# [WHAT TO DO]
Quote the whole listing verbatim.

# [RECORDS PROVIDED]

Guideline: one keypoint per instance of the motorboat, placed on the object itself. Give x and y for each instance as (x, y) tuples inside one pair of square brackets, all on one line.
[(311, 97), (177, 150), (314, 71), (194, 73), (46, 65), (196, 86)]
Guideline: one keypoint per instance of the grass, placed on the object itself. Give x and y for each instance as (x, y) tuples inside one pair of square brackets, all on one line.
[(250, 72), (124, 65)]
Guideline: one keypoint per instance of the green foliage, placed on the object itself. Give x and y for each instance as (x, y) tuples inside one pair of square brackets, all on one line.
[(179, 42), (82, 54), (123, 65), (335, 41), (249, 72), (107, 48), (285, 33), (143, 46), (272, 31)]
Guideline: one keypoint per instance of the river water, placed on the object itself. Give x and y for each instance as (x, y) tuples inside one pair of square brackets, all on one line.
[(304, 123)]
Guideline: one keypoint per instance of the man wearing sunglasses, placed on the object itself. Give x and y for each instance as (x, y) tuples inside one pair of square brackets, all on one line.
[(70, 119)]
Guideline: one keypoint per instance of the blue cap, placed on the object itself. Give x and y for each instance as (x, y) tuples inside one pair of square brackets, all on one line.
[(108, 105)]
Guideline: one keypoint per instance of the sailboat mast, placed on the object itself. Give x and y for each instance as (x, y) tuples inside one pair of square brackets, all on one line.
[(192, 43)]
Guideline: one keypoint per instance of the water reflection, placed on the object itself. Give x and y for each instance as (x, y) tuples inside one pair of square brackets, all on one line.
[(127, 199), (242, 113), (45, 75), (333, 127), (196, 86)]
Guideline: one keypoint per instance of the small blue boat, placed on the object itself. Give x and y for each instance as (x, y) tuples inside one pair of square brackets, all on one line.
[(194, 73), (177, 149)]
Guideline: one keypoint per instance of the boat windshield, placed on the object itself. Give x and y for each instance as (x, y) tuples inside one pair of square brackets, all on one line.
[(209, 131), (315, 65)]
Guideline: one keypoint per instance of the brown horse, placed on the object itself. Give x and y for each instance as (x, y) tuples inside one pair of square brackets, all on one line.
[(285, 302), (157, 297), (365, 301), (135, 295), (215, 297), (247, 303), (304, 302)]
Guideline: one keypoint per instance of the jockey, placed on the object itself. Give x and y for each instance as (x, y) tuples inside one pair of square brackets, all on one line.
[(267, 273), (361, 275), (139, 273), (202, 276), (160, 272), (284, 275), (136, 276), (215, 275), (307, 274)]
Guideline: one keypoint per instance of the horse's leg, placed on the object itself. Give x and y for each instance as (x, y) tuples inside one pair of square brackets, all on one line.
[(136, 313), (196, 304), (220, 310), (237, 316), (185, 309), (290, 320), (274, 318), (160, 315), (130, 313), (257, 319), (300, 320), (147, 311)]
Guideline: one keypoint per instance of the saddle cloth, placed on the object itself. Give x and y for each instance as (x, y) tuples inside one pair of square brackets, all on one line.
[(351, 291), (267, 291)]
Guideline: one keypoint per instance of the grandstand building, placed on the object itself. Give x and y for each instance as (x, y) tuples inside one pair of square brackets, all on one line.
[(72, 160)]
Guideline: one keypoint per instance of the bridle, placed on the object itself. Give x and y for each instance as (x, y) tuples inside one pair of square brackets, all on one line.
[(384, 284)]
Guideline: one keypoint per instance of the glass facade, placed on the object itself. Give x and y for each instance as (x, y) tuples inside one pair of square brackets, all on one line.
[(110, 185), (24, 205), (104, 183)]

# [RESULT BELOW]
Guideline: one keypoint per instance of the motorboat, placed on the object itself. Give x and y for each instance as (x, y) tuples inside one pair of square brackets, all on one line.
[(311, 97), (177, 150), (314, 71), (194, 73), (46, 65), (196, 86)]
Guideline: one keypoint per instance of the grass, placed on the object itself. Give x and y for each instance as (x, y) tuples inside one pair of square brackets, all on one line.
[(250, 72), (124, 65)]
Guideline: one keypoint per instance of the green foliage, placed on the object itself. Give x and y for each instance as (x, y) tuples inside one pair of square brackets, all on one line.
[(179, 42), (82, 54), (123, 65), (335, 41), (249, 72), (107, 48), (285, 33), (143, 46), (272, 31)]
Guideline: one keypoint per instance of the river water, placed on the object itself. Give x and y for each instance as (x, y) tuples inside one pair of square brackets, all on one line.
[(304, 123)]
Guideline: one keypoint per instance of the man wearing sunglasses, placed on the object itself. Give x and y for each instance as (x, y) tuples inside one pair of square brackets, all on one line.
[(70, 119)]
Guideline: one keypoint per instance of the blue cap, placed on the object itself. Give x and y for each instance as (x, y) tuples inside one pair of square brackets, all on one line.
[(108, 105)]
Guideline: one keypoint per instance of the sailboat mast, placed on the object itself. Give x and y for each instance as (x, y) tuples inside one pair of square brackets, all on one line.
[(192, 43)]
Guideline: one keypoint per instance of the water reflection, placed on the object itself. Give x and y for each instance as (x, y) tuples inside one pair of square brackets, all on one line.
[(127, 199), (242, 113), (45, 75), (333, 127), (196, 86)]
Guideline: one keypoint per instance of the small blue boat, placed on the object itself. Give x and y for each instance as (x, y) tuples inside one pair of square brackets, all on one line.
[(194, 73), (177, 149)]
Guideline: one keypoint per instance of the boat windshield, placed on the object itself. Give x and y for each instance as (x, y) tuples inside one pair of square brackets, all on one line.
[(209, 131), (315, 65)]
Guideline: one keypoint per instance of the brown horse, placed on the object itself. Give x and y for each instance as (x, y) tuples inside one pair of square brackets, all on one line.
[(285, 302), (157, 297), (365, 301), (135, 295), (215, 297), (247, 303), (304, 302)]
Guideline: one keypoint per instance of the jockey, placed on the object itself. Give x and y for each instance as (x, y) tuples inside one pair of square brackets, all on one line.
[(267, 273), (361, 275), (139, 273), (202, 276), (160, 272), (284, 275), (136, 276), (215, 275), (307, 274)]
Guideline: one keypoint per instance of the horse's leg, placed on the object itself. Give x and y for each instance as (x, y) tuples inside one pair of square brackets, all on one line.
[(136, 313), (196, 304), (220, 310), (237, 316), (185, 309), (290, 320), (274, 318), (160, 315), (130, 313), (257, 319), (300, 320), (147, 311)]
Guideline: one keypoint per instance of the saddle cloth, placed on the object itself. Give x and y for each instance as (x, y) tuples inside one pair of square brackets, all on one line.
[(351, 291), (267, 291)]
Guideline: one keypoint per instance of the grandstand building, placed on the object itself. Give x and y for each instance as (x, y) tuples inside one pair of square brackets, all on one line.
[(72, 160)]
Guideline: one keypoint per instance of the bridle, placed on the object itself. Give x and y for each instance as (x, y) tuples inside one pair of square brackets, all on one line.
[(384, 284)]
Guideline: one keypoint per instance of the glass facade, placed on the object itself. Give x and y for each instance as (x, y) tuples inside one pair of square brackets, all on one line.
[(110, 185), (24, 205), (104, 183)]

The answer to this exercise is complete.